*** Opening Text under study ***

Designing The Hanging Gardens Of Mars

NASA is all about solving challenges, and the goal of having a prolonged presence in space, or a colony on Mars or some other world, is full of challenges, including the necessity of growing food. Scientists at Kennedy Advanced Life Support Research are working on the Prototype Lunar/Mars Greenhouse Project to try and meet that challenge.

The Prototype Lunar/Mars Greenhouse Project (PLMGP) is all about growing vegetables for astronauts during extended stays on the Moon, on Mars, or anywhere they can’t be resupplied from Earth. Beyond growing food, the Project aims to understand how food-growing systems can also be a part of life-support systems.

“The approach uses plants to scrub carbon dioxide, while providing food and oxygen.” – Dr. Ray Wheeler

“We’re working with a team of scientists, engineers and small businesses at the University of Arizona to develop a closed-loop system. The approach uses plants to scrub carbon dioxide, while providing food and oxygen,” said Dr. Ray Wheeler, lead scientist in Kennedy Advanced Life Support Research.

The prototype itself is an inflatable, deployable system that researchers call a bioregenerative life support system. As crops are grown, the system recycles, water, recycles waste, and revitalizes the air.

The system is hydroponic, so no soil is needed. Water that is either brought along on missions or gathered in situ—on the Moon or at Mars for example—is enriched with nutrient salts, and flows continuously through plant root systems. Air in the system is recycled too. Astronauts exhale carbon dioxide, which plants absorb. Through photosynthesis, the plants produce oxygen for the astronauts.

This 18 foot long tube is a prototype of a bioregenerative life support system. The system grows crops, but also regenerates water and air. It's at the University of Arizona's Controlled Environment Agriculture Center. Image: University of Arizona
This 18 foot long tube is a prototype of a bioregenerative life support system. The system grows crops, but also regenerates water and air. It’s at the University of Arizona’s Controlled Environment Agriculture Center. Image: University of Arizona

“We’re mimicking what the plants would have if they were on Earth and make use of these processes for life support,” said Dr. Gene Giacomelli, director of the Controlled Environment Agriculture Center at the University of Arizona. “The entire system of the lunar greenhouse does represent, in a small way, the biological systems that are here on Earth.”

*** Closing Text under study ***
*** Opening Entries supplied ***

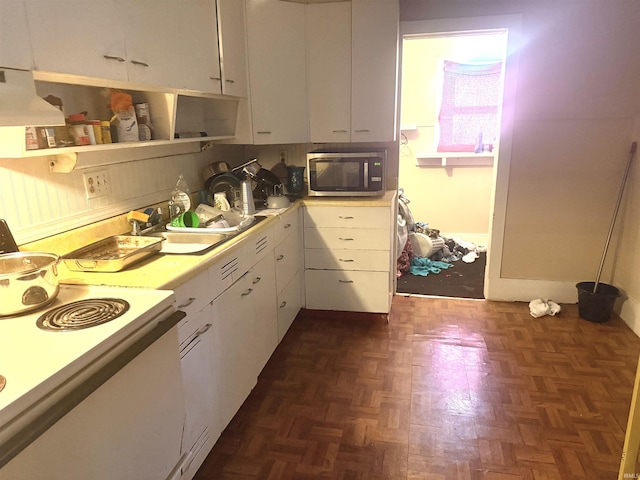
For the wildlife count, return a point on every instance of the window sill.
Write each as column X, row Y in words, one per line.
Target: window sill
column 453, row 159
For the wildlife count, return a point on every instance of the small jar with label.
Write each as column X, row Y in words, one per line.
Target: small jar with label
column 80, row 130
column 105, row 126
column 145, row 129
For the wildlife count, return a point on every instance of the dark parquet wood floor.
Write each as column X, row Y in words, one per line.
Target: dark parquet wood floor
column 448, row 389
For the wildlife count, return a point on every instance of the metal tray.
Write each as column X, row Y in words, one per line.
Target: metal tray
column 112, row 254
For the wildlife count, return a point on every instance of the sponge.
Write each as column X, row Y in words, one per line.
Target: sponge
column 139, row 216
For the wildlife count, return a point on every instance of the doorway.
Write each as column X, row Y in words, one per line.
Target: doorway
column 450, row 184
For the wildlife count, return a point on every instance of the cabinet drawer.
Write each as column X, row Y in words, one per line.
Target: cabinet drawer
column 289, row 224
column 340, row 259
column 287, row 257
column 289, row 304
column 253, row 250
column 347, row 238
column 192, row 295
column 351, row 217
column 345, row 290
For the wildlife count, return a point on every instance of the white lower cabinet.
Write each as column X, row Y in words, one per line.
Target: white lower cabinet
column 290, row 300
column 201, row 427
column 246, row 336
column 348, row 261
column 351, row 291
column 288, row 260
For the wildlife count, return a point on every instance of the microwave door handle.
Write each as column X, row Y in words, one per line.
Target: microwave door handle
column 366, row 176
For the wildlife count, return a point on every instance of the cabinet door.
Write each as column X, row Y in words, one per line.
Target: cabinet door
column 201, row 428
column 198, row 40
column 153, row 54
column 289, row 304
column 277, row 76
column 264, row 332
column 287, row 257
column 233, row 47
column 234, row 358
column 329, row 71
column 15, row 45
column 348, row 290
column 374, row 70
column 77, row 37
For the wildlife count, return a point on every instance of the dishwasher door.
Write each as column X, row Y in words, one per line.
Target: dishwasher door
column 129, row 427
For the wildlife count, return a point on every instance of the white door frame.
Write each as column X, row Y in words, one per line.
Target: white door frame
column 493, row 290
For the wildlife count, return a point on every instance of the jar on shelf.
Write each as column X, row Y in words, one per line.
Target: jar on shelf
column 82, row 134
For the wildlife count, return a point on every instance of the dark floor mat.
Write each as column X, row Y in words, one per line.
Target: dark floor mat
column 464, row 280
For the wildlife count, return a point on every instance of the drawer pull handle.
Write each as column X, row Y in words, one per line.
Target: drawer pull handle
column 113, row 57
column 188, row 302
column 204, row 329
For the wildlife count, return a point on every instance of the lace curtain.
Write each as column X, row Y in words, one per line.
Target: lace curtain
column 468, row 115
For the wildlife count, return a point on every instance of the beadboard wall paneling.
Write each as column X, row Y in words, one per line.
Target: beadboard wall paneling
column 37, row 203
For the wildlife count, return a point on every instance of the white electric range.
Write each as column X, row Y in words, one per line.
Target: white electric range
column 41, row 366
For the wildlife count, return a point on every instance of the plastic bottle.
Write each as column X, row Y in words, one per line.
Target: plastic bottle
column 180, row 197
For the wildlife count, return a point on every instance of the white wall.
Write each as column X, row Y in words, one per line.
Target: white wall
column 37, row 203
column 574, row 104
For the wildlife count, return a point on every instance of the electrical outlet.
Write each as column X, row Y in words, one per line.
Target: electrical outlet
column 97, row 183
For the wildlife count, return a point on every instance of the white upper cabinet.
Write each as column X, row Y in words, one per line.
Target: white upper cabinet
column 153, row 52
column 352, row 55
column 277, row 74
column 15, row 45
column 329, row 71
column 78, row 37
column 170, row 43
column 374, row 40
column 233, row 47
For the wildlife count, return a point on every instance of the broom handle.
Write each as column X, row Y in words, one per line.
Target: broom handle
column 632, row 153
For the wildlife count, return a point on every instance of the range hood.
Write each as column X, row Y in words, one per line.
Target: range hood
column 19, row 103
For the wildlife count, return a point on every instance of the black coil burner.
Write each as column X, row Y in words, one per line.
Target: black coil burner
column 82, row 314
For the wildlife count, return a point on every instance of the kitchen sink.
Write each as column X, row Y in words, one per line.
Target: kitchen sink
column 189, row 243
column 194, row 243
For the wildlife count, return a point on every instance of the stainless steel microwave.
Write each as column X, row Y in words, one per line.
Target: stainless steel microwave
column 346, row 173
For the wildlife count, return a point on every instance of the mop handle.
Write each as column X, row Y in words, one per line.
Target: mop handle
column 632, row 153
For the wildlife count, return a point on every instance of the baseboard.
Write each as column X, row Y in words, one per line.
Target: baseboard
column 517, row 290
column 480, row 239
column 514, row 290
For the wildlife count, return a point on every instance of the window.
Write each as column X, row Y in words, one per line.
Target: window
column 469, row 110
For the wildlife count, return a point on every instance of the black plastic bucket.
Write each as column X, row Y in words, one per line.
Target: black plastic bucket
column 598, row 306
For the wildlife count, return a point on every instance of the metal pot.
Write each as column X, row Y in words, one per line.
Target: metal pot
column 28, row 281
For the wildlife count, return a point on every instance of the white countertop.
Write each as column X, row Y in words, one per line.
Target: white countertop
column 34, row 361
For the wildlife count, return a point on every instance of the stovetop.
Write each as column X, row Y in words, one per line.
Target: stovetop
column 35, row 361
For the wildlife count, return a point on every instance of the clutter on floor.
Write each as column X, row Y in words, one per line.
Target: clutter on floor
column 540, row 308
column 422, row 250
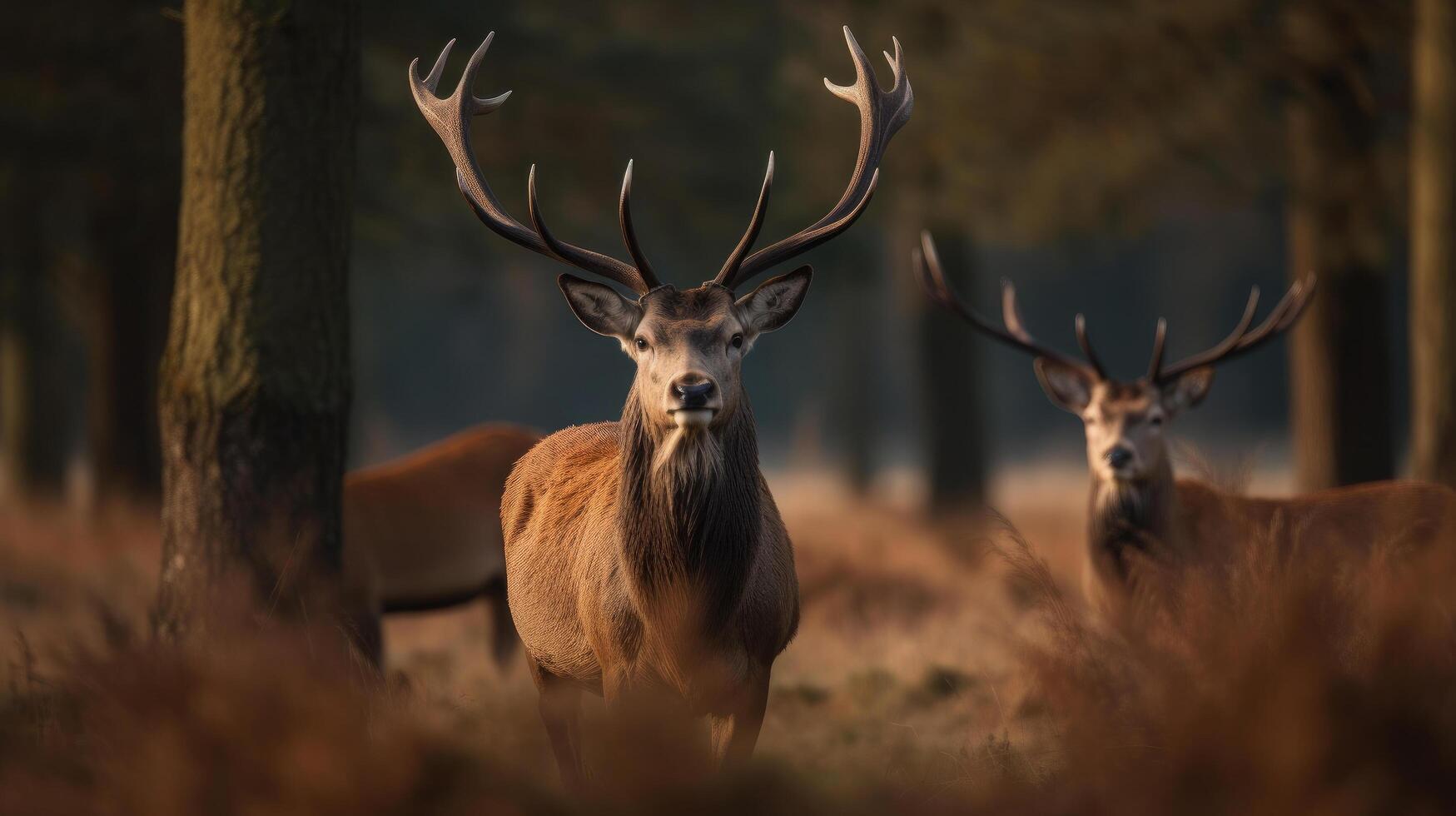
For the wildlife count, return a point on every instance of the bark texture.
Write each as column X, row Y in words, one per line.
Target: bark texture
column 1433, row 232
column 255, row 381
column 1339, row 353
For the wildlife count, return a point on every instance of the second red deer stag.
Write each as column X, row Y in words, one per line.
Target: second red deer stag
column 1136, row 507
column 647, row 557
column 424, row 532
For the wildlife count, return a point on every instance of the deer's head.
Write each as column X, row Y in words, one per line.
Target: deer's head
column 1125, row 421
column 688, row 344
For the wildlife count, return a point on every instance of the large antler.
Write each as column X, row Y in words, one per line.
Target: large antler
column 932, row 279
column 452, row 116
column 1241, row 340
column 882, row 114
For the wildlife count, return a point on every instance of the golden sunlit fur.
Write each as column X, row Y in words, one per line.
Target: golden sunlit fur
column 645, row 559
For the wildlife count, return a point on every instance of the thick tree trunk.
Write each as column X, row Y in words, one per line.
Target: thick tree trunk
column 1339, row 357
column 1433, row 245
column 956, row 446
column 255, row 381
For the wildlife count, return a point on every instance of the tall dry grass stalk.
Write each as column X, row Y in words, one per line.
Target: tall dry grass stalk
column 1271, row 681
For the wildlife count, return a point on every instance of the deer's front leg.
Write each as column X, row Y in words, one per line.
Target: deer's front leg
column 736, row 730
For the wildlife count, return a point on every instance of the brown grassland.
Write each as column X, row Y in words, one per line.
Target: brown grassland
column 937, row 669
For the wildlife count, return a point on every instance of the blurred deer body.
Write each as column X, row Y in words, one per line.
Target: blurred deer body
column 1136, row 509
column 647, row 555
column 424, row 530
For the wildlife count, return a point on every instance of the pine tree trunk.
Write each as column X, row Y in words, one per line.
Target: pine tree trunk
column 956, row 448
column 255, row 382
column 1339, row 359
column 1433, row 232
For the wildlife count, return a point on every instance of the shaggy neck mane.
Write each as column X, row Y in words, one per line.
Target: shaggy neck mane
column 689, row 509
column 1129, row 516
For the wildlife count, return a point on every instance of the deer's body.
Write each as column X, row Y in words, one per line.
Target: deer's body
column 424, row 530
column 1136, row 507
column 604, row 595
column 1189, row 522
column 647, row 555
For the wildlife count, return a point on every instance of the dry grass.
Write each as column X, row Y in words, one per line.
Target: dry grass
column 937, row 670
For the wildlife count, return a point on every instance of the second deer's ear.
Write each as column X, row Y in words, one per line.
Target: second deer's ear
column 1189, row 390
column 600, row 308
column 1067, row 386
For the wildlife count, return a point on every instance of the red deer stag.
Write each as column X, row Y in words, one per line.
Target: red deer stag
column 424, row 532
column 1136, row 506
column 647, row 555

*** Closing Entries supplied ***

§ **Activity list**
1: Answer these questions from the greenhouse article:
(a) How long is the tube that serves as the prototype?
(b) Who is the director of the Controlled Environment Agriculture Center at the University of Arizona?
(c) What two sources of the system's water does the article mention?
2: In the greenhouse article, the sentence beginning "As crops are grown" lists what the system does. Name every one of those functions.
3: Rewrite the greenhouse article from "The Prototype Lunar/Mars Greenhouse Project (PLMGP)" to "of life-support systems.", changing "vegetables" to "crops".

§ **Responses per task**
1:
(a) 18 feet.
(b) Dr. Gene Giacomelli.
(c) Water brought along on missions, or water gathered in situ, for example on the Moon or at Mars.

2:
Recycles water
Recycles waste
Revitalizes the air

3:
The Prototype Lunar/Mars Greenhouse Project (PLMGP) is all about growing crops for astronauts during extended stays on the Moon, on Mars, or anywhere they can’t be resupplied from Earth. Beyond growing food, the Project aims to understand how food-growing systems can also be a part of life-support systems.